● Instruções
• 1. No texto sobre a canção “Respeita”, por que é preciso jogar luz à igualdade e ao respeito?
• 2. No texto sobre a canção “Respeita”, reescreva o trecho que começa em "Ana resume, em" e termina em "álbum cheio seu?", trocando "entrevista" por "conversa".
• 3. Retome o texto sobre a canção “Respeita” a partir do ponto em que ele para.

● Texto apresentado
▶

Ana resume, em uma frase, a necessidade e a urgência que geraram Respeita: “É preciso, cada vez mais, abordarmos com franqueza e clareza nossos monstros, enxergar as hipocrisias, exorcizar os medos, jogar luz à igualdade e ao respeito, que são a base e o alicerce de toda – e, ultimamente, urgente – democracia”. Segue a íntegra de entrevista concedida por Ana, que gerou a reportagem acima, originalmente publicada na edição 954 da revista CartaCapital.
Pedro Alexandre Sanches: Qual o contexto de criação de “Respeita”? A canção deve entrar em um álbum cheio seu?

◀

● Material extraído
▶

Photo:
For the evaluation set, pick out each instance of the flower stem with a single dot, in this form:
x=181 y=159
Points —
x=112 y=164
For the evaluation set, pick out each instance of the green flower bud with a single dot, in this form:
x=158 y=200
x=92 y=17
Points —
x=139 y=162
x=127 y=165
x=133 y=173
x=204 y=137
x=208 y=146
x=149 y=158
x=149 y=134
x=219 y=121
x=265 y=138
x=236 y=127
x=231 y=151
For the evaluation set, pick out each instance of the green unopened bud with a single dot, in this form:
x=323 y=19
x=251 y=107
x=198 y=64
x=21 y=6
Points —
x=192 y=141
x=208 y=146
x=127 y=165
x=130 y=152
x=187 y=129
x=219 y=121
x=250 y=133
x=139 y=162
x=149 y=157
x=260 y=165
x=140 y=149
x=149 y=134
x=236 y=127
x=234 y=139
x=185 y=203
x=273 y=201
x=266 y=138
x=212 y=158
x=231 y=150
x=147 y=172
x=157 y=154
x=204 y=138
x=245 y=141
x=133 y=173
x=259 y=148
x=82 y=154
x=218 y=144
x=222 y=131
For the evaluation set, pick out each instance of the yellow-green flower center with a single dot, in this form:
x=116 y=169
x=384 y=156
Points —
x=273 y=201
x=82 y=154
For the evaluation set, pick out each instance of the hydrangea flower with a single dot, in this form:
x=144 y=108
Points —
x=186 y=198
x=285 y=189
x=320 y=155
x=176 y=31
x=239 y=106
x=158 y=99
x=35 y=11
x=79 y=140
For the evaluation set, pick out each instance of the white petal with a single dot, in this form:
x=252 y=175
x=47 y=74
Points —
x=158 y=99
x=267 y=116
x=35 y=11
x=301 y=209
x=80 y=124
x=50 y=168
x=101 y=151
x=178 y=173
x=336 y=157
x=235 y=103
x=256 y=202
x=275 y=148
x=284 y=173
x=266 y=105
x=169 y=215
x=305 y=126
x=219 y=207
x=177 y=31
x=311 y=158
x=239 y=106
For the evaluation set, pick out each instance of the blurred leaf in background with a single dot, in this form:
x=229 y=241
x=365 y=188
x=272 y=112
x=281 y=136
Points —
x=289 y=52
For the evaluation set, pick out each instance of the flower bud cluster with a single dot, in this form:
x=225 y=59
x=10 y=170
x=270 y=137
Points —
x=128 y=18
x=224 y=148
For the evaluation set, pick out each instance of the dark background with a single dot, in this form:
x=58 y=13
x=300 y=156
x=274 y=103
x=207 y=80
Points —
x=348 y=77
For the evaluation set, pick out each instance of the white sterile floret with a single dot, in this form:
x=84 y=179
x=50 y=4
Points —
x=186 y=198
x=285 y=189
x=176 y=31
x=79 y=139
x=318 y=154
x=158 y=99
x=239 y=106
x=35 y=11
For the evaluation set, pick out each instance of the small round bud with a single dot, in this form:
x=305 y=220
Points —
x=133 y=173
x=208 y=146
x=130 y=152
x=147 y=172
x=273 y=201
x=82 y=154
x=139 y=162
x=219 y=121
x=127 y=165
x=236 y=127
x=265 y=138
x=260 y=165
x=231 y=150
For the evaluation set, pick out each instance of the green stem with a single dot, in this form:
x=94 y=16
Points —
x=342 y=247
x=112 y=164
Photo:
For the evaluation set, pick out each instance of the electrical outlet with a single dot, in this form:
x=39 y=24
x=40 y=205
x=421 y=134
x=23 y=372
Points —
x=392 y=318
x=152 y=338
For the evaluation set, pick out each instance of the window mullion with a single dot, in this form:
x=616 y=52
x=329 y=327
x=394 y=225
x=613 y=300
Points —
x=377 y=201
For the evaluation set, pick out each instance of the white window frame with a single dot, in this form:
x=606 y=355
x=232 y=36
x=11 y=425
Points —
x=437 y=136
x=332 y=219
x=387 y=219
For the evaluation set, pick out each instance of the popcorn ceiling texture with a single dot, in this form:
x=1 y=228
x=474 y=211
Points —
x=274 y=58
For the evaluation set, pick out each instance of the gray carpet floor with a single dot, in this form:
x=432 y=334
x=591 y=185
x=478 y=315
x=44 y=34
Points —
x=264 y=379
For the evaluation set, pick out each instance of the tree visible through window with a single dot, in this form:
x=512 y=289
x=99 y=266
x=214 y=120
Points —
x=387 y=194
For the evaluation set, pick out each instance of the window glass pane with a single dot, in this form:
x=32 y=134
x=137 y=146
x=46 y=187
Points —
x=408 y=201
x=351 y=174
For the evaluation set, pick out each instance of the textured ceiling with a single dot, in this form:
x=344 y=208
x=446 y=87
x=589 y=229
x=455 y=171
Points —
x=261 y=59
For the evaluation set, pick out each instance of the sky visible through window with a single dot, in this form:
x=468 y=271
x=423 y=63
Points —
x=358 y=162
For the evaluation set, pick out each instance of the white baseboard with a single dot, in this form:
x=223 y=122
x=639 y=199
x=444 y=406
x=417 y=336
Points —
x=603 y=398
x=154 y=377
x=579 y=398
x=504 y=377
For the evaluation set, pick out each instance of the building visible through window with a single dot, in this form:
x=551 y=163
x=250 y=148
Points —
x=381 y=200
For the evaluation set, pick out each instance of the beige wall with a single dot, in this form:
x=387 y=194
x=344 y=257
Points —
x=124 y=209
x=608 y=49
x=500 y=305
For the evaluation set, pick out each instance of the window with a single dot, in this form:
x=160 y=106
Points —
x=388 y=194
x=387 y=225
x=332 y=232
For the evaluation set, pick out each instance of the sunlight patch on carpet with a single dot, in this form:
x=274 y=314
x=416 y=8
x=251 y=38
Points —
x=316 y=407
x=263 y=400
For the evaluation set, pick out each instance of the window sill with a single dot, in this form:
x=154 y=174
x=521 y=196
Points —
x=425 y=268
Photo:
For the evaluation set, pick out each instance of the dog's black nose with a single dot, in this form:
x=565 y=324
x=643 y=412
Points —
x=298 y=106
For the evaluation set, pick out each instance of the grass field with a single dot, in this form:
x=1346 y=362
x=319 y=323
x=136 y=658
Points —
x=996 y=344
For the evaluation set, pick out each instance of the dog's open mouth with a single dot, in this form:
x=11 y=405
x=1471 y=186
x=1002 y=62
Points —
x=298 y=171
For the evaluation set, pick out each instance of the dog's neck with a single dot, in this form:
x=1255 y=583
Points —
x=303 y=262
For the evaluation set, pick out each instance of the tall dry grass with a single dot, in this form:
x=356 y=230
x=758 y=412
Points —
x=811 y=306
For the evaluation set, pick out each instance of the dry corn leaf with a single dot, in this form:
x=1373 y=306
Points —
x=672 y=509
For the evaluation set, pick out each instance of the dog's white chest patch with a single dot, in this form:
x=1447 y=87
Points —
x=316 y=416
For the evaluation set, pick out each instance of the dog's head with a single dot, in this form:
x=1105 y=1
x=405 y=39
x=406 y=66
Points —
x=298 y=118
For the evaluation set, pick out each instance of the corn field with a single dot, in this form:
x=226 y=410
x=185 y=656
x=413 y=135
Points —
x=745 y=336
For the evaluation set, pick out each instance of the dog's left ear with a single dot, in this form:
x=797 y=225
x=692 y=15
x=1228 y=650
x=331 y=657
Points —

◀

● As respostas
• 1. Porque a igualdade e o respeito são a base e o alicerce de toda democracia, que o texto chama de "ultimamente, urgente".

• 2.
Ana resume, em uma frase, a necessidade e a urgência que geraram Respeita: “É preciso, cada vez mais, abordarmos com franqueza e clareza nossos monstros, enxergar as hipocrisias, exorcizar os medos, jogar luz à igualdade e ao respeito, que são a base e o alicerce de toda – e, ultimamente, urgente – democracia”. Segue a íntegra de conversa concedida por Ana, que gerou a reportagem acima, originalmente publicada na edição 954 da revista CartaCapital.
Pedro Alexandre Sanches: Qual o contexto de criação de “Respeita”? A canção deve entrar em um álbum cheio seu?

• 3.
Ana Cañas: Pois é, ela aconteceu acontecendo. Não foi algo que eu previ, nem arquitetei. Assisti a uma série do Netflix chamada Hip-Hop Evolution e fiquei intrigada com o processo de criação das letras no rap, com a exclusão total da melodia. Fiquei tocada com a história dos caras no Bronx, primórdios, e me perguntei: se eu fosse escrever uma canção sem considerar uma melodia (algo inédito pra mim, até então), sem dúvida teria que falar sobre a minha quebrada, que sempre foi a questão do assédio. Levei 20 anos para conseguir falar sobre isso de forma direta, exorcizando mesmo. Acho que foi a ideia de excluir a melodia (imagine pensar em uma para essa dor) que possibilitou que ela viesse à tona, ainda que tanto tempo depois.
PAS: As reivindicações feministas estão presentes historicamente em muitas canções brasileiras, mas penso que poucas vezes de um modo tão direto, reto e cortante como na sua canção (aliás, é composição sua?). Por que você decidiu encampar esse desafio?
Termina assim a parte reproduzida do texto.